● How to complete this task
Within the listing below, show every line that contains the word "shape".

--- Records shown Enclosed Below ---

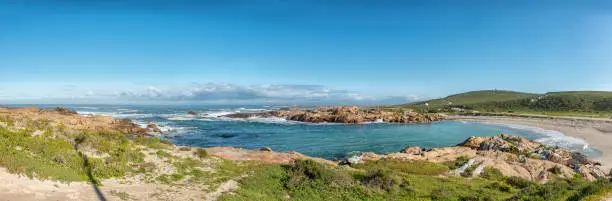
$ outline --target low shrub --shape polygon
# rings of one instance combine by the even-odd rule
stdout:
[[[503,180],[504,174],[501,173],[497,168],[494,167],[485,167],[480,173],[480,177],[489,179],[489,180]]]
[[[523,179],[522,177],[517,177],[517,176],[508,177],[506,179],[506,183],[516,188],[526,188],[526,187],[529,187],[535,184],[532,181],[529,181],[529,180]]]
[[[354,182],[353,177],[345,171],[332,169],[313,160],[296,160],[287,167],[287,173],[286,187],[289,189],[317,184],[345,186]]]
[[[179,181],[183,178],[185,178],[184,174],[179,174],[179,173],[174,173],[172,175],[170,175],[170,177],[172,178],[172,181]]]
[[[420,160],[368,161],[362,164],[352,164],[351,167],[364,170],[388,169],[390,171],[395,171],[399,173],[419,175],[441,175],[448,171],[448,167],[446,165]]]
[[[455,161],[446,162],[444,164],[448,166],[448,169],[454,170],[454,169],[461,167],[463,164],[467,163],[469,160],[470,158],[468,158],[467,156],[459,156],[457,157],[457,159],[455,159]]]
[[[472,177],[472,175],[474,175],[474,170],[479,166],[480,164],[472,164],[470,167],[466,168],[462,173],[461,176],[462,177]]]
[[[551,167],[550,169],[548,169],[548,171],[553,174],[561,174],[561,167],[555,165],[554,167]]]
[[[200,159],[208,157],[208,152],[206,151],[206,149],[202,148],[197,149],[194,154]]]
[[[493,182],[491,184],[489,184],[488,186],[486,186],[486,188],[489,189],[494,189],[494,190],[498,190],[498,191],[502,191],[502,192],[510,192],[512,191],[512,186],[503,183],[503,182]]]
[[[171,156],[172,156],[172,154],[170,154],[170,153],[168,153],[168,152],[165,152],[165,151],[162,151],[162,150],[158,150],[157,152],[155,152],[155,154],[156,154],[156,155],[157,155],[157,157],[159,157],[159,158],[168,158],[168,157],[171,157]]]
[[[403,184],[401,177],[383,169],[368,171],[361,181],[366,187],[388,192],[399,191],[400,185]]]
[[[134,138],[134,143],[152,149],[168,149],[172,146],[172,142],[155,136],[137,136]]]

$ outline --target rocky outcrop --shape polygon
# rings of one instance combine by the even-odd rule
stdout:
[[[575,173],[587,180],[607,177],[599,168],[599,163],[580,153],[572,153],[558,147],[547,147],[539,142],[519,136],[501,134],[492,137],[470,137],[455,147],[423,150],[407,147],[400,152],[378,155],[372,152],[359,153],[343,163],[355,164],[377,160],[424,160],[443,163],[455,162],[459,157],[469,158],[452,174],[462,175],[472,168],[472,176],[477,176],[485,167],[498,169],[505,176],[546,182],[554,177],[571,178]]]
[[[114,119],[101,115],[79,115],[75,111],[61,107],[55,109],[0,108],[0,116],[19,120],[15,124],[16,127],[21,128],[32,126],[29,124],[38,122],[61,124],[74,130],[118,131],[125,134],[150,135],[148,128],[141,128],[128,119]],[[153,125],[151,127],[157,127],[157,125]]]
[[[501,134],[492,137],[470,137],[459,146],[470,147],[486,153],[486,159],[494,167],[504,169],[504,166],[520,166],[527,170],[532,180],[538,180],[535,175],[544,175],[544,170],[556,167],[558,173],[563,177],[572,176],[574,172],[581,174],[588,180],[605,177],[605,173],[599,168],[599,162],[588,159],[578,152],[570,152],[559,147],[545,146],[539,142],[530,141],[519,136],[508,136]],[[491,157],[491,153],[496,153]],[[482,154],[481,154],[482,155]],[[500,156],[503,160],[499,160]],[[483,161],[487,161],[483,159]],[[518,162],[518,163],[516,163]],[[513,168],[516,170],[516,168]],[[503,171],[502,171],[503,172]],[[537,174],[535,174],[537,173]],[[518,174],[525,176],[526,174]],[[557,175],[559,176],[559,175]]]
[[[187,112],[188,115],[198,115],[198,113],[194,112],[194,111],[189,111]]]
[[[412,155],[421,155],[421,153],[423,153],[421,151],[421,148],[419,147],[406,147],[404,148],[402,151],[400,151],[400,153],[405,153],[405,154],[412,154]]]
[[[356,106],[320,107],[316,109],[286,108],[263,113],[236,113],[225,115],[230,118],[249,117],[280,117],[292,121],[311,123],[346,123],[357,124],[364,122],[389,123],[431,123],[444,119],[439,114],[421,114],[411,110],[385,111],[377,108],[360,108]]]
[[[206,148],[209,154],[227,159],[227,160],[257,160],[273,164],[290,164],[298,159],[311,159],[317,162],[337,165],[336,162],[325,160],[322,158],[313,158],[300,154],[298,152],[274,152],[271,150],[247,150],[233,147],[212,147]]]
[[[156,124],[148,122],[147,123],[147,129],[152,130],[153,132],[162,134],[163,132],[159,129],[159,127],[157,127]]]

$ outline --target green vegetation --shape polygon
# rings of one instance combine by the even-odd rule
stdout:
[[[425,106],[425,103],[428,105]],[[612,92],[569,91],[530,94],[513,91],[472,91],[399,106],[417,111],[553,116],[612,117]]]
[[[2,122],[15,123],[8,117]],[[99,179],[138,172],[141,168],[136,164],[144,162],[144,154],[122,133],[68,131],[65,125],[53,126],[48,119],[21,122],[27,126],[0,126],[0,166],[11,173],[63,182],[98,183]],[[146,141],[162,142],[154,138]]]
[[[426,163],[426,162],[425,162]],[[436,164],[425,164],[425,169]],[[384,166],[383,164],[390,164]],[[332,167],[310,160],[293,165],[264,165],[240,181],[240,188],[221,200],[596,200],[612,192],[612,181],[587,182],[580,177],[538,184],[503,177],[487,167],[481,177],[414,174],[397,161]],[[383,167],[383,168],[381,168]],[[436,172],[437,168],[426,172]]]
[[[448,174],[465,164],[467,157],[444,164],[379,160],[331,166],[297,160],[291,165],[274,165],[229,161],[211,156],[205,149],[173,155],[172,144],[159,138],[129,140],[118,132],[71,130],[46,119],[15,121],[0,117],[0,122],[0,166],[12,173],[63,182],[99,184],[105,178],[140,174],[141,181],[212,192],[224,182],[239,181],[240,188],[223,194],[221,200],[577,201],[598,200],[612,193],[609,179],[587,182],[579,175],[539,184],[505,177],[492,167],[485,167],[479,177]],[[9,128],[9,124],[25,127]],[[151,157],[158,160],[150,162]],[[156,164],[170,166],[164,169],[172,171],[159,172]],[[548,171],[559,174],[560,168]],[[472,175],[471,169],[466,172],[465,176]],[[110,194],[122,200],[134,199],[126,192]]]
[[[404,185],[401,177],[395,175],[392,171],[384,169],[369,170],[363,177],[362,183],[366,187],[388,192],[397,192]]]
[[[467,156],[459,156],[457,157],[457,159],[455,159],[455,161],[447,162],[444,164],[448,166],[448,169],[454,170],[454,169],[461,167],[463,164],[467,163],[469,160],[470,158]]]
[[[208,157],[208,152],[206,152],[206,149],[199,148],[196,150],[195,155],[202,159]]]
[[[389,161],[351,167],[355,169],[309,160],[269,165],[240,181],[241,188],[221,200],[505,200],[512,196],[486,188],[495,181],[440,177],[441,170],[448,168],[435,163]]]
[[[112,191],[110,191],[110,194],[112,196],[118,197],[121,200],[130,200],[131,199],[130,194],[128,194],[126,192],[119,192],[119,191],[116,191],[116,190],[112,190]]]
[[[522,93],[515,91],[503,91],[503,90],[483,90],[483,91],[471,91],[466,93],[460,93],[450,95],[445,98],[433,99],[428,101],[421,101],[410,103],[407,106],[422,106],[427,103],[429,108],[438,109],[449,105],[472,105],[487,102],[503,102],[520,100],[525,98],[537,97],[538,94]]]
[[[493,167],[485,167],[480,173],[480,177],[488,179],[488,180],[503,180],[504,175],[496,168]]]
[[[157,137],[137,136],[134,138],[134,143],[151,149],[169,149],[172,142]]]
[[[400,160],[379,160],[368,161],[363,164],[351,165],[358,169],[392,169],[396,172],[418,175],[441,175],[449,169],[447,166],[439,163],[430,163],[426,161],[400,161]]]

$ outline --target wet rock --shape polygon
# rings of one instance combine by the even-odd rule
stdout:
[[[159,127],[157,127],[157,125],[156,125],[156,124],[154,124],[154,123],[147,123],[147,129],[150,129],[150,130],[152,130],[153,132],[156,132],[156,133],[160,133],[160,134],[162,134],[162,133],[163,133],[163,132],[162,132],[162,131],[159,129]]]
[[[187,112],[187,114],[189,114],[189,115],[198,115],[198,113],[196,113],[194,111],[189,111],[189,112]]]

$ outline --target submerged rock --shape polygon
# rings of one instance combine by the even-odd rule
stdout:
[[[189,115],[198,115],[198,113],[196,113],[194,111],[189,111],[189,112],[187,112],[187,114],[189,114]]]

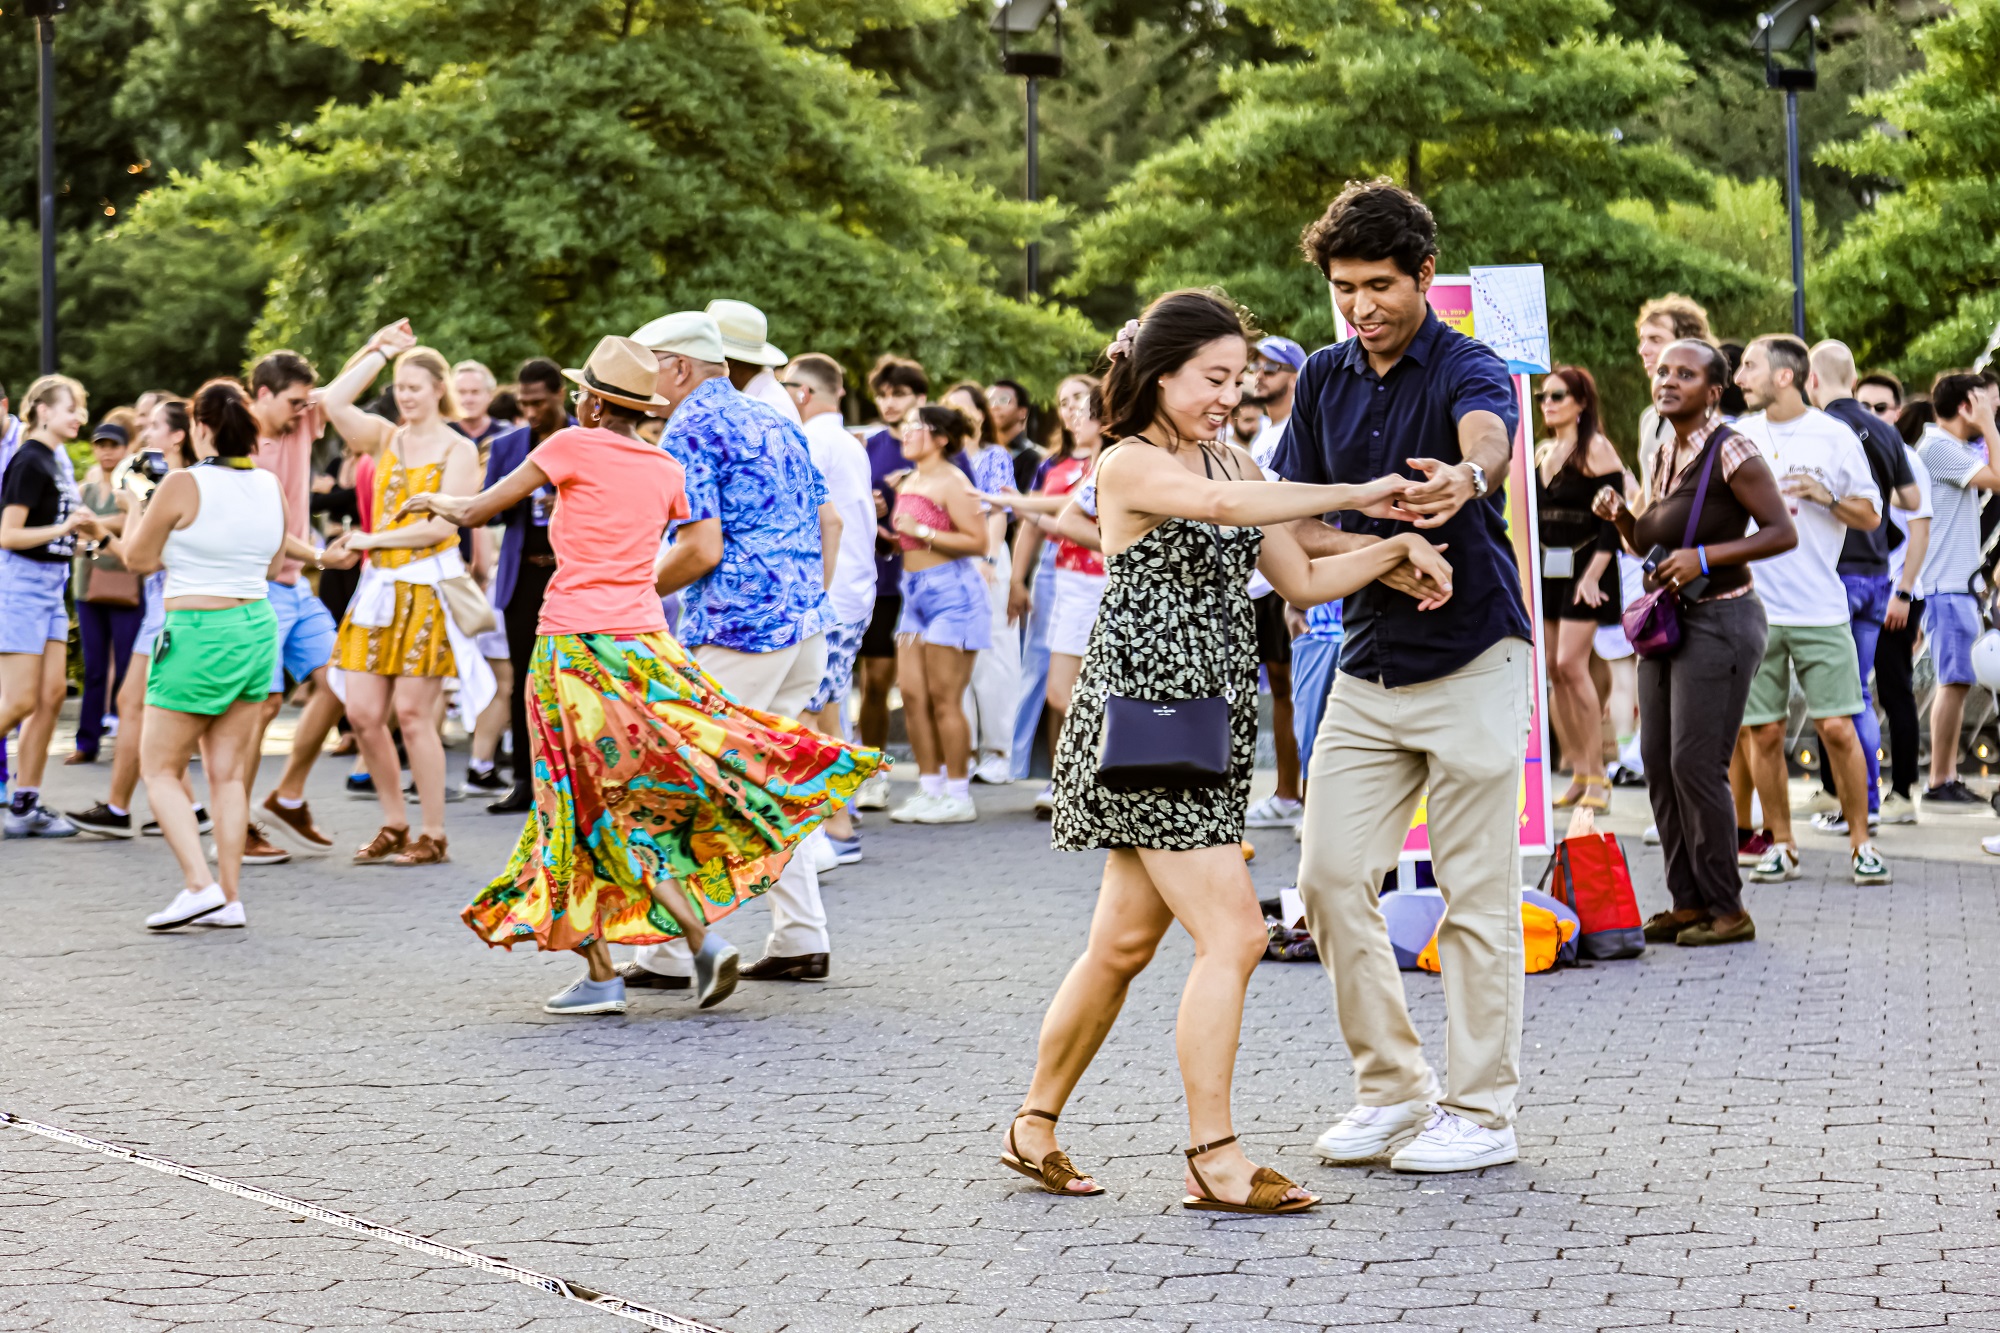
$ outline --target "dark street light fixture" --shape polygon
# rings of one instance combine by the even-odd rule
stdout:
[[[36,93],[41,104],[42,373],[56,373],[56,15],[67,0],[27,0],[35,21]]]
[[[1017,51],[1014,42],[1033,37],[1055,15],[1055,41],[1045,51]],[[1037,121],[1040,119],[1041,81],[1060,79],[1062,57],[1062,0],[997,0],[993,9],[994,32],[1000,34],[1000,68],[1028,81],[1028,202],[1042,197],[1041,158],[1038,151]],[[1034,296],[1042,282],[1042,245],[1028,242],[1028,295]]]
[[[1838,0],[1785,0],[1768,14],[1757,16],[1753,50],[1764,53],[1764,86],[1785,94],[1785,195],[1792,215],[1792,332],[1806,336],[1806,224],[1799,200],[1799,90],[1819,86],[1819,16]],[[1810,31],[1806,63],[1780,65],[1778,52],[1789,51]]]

--- End of Enclosed Records shown ---

● Solution for this task
$ outline --target low shrub --shape polygon
$ outline --target rocky outcrop --shape polygon
$ outline --target green vegetation --shape polygon
$ outline --target wet rock --shape polygon
$ outline --target submerged rock --shape polygon
$ outline --target "dark street light fixture" --shape polygon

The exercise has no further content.